# Work to be completed
In the post on working with large files, about how big are the customer's really large files?

── Provided text

Vision
Working with large files
Written by: Margriet Bruggeman, Nikander Bruggeman.
June 10, 2008
One of our customers had issues working with Microsoft Office SharePoint Server 2007 and large files. They received time-out errors as well as general errors when working with large files (in this case, files that are larger than 25 MB). A small percentage of the files they work with are really large; they are close to 150MB in size. After trying out several solutions in a Knowledge Base article and Joel Oleson’s blog post "File Name, Length, Size and Invalid Character Restrictions and Recommendations" we were still not very happy with the results. At that point, we decided to call MS Support to try and find out if what we were trying to achieve was even feasible. This resulted in a lot of useful information about working with large files in MOSS. Mind you, we did not come up with most of this info ourselves, we have to thank MS Support and MS documentation for that (and most specifically Denes Theisz of MS Support), but we decided to blog about it anyway because we’re convinced it contains valuable information that can help out other people as well.

────
── Rows

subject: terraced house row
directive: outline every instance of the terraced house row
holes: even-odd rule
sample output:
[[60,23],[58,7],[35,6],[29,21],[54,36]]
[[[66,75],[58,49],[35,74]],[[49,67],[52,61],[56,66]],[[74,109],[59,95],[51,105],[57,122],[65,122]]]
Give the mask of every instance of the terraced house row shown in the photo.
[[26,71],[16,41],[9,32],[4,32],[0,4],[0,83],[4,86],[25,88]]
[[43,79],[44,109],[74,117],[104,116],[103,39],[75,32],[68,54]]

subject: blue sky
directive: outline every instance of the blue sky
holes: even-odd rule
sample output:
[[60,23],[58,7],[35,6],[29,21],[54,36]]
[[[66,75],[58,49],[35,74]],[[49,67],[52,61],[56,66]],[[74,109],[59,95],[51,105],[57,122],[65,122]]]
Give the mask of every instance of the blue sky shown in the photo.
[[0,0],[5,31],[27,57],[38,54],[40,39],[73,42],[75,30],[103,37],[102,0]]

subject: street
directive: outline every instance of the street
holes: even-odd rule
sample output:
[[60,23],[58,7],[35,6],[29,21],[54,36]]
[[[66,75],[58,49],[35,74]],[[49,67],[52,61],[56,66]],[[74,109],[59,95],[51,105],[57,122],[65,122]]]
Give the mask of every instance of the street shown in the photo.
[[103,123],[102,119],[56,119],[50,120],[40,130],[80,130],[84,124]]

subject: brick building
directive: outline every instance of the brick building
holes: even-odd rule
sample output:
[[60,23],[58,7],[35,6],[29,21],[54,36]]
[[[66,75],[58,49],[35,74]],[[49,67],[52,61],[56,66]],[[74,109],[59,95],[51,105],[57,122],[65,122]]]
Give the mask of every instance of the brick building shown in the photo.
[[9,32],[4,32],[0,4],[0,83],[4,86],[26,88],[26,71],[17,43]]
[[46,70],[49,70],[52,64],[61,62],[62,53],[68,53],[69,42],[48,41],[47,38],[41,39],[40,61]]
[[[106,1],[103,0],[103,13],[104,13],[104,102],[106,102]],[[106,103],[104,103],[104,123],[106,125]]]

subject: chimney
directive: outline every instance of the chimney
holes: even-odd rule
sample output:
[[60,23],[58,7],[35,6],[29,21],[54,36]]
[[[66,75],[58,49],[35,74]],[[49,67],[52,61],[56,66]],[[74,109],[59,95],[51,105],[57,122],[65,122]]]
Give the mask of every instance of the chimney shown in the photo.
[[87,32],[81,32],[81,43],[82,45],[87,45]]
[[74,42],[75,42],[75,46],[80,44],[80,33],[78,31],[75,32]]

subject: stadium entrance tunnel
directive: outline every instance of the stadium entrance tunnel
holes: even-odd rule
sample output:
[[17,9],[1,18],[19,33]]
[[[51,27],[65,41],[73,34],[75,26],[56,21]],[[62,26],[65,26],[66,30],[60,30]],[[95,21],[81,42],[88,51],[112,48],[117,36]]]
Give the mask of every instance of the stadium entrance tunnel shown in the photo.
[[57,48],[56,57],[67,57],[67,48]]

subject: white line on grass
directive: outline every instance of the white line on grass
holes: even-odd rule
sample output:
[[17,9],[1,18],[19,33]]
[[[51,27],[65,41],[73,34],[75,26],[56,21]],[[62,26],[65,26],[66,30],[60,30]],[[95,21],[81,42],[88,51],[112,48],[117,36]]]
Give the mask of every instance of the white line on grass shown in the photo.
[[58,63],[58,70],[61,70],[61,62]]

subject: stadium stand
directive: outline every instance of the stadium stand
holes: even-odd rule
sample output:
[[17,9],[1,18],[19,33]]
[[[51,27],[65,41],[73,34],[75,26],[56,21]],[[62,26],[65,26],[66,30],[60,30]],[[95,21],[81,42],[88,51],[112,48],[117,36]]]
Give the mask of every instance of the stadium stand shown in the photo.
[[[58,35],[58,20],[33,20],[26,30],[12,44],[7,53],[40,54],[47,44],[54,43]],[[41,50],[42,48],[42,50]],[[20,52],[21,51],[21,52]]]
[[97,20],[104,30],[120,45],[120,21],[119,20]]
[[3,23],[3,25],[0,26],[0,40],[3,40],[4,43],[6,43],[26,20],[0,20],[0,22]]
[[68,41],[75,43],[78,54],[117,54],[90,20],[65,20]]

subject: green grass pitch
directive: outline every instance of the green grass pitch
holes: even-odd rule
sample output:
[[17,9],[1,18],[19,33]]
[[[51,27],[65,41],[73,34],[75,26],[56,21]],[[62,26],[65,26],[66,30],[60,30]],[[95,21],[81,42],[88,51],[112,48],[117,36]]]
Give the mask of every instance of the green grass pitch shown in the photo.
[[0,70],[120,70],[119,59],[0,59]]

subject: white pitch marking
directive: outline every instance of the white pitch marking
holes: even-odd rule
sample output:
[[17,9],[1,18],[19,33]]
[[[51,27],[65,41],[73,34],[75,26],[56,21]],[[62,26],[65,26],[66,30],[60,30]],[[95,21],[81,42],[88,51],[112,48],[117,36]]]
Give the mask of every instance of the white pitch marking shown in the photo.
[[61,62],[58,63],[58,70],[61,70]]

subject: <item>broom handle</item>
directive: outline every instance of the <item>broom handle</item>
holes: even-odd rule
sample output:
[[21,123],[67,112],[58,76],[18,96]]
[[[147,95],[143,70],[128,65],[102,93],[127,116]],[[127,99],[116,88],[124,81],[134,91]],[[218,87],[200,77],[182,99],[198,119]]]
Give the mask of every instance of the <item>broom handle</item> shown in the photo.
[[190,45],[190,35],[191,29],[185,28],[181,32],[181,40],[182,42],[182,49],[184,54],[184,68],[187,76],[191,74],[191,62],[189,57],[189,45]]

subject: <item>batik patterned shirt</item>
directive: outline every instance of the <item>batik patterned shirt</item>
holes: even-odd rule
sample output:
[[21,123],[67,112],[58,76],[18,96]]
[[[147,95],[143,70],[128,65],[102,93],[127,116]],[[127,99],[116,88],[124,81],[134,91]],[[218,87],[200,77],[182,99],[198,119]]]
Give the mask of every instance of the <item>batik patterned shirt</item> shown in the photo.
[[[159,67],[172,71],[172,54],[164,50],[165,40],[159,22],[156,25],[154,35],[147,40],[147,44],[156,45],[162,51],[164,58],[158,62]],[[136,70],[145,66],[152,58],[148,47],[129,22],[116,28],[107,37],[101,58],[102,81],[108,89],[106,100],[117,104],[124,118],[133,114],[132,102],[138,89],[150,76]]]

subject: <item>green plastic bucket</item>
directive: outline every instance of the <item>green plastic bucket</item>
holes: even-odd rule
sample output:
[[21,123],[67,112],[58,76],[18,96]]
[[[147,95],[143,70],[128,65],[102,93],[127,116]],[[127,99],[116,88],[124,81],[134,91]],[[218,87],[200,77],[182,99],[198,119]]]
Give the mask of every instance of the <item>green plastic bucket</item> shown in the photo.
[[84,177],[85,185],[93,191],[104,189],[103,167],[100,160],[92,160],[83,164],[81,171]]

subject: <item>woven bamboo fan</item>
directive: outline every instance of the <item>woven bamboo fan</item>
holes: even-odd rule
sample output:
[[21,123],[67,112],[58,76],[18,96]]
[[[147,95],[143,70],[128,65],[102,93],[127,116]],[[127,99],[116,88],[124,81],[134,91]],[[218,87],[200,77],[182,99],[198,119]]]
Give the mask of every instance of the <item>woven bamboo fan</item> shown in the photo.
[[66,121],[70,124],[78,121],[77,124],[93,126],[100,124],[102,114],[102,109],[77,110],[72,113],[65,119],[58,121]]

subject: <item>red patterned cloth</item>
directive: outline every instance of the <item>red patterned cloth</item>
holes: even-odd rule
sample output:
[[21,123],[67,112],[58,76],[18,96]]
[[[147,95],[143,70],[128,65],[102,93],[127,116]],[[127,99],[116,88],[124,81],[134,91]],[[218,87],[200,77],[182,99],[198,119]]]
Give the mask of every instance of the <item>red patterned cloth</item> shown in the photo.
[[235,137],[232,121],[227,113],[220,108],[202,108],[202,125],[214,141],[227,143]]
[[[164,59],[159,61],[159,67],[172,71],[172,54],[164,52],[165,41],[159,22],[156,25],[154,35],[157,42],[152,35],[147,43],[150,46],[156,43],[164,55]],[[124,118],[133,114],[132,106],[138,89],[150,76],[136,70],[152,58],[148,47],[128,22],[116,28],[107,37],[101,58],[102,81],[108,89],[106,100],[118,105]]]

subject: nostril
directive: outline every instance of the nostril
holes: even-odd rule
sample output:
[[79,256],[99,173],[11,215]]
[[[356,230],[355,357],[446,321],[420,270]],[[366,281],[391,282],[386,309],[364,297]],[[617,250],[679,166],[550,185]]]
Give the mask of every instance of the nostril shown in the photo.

────

# Answer to this problem
Close to 150 MB.